TEKS BACAAN:

────

بسم الله الرحمن الرحيم, الحمد لله رب العالمين و صلى الله و سلم و بارك على نبينا محمد و آله و صحبه أجمعين, أما بعد
Di bawah ini tulisan tentang larangan bagi setiap muslim untuk pergi atau bertanya atau percaya kepada tukang ramal, siapapun dia dan apapun profesinya di tengah masyarakat.
Hadits 1
Shafiyyah meriwayatkan dari beberapa istri Nabi Muhammad shallallahu ‘alaihi wasallam, bahwa Nabi Muhammad shallallahu ‘alaihi wasallam bersabda:
مَنْ أَتَى عَرَّافًا فَسَأَلَهُ عَنْ شَىْءٍ لَمْ تُقْبَلْ لَهُ صَلاَةٌ أَرْبَعِينَ لَيْلَةً
“Barangsiapa yang telah mendatangi ‘Arraf, lalu bertanya kepadanya tentang sesuatu maka tidak diterima darinya sebuah shalatpun selama 40 hari” (HR. Muslim).

────

BARIS DATA:

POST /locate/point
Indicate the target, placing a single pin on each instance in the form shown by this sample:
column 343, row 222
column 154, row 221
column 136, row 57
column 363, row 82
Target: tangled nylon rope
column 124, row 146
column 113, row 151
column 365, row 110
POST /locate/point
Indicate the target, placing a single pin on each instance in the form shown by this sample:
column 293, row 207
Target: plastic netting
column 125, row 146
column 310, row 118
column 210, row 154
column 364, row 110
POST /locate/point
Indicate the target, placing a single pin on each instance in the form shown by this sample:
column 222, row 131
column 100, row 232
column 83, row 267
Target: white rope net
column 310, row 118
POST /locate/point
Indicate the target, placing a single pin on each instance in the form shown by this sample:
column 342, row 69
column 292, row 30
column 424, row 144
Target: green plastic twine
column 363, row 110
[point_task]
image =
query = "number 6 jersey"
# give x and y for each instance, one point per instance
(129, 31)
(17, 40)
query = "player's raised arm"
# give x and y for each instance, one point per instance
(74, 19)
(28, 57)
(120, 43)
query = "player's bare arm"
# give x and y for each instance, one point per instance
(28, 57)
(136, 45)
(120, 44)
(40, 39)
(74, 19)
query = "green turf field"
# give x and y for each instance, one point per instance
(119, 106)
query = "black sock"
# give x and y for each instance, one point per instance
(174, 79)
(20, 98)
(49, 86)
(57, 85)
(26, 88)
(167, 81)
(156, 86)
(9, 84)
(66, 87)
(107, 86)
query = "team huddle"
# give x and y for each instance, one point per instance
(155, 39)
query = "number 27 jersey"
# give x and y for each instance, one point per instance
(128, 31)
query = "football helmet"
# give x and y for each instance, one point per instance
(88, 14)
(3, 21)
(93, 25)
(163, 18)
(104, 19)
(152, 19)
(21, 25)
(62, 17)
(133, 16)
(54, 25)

────

TUJUAN LATIHAN: Tulis kembali bagian teks bacaan antara "بسم الله الرحمن" dan "di tengah masyarakat.", inklusif, dengan mengganti "tukang ramal" menjadi "peramal".

PENYELESAIAN TUGAS:
بسم الله الرحمن الرحيم, الحمد لله رب العالمين و صلى الله و سلم و بارك على نبينا محمد و آله و صحبه أجمعين, أما بعد
Di bawah ini tulisan tentang larangan bagi setiap muslim untuk pergi atau bertanya atau percaya kepada peramal, siapapun dia dan apapun profesinya di tengah masyarakat.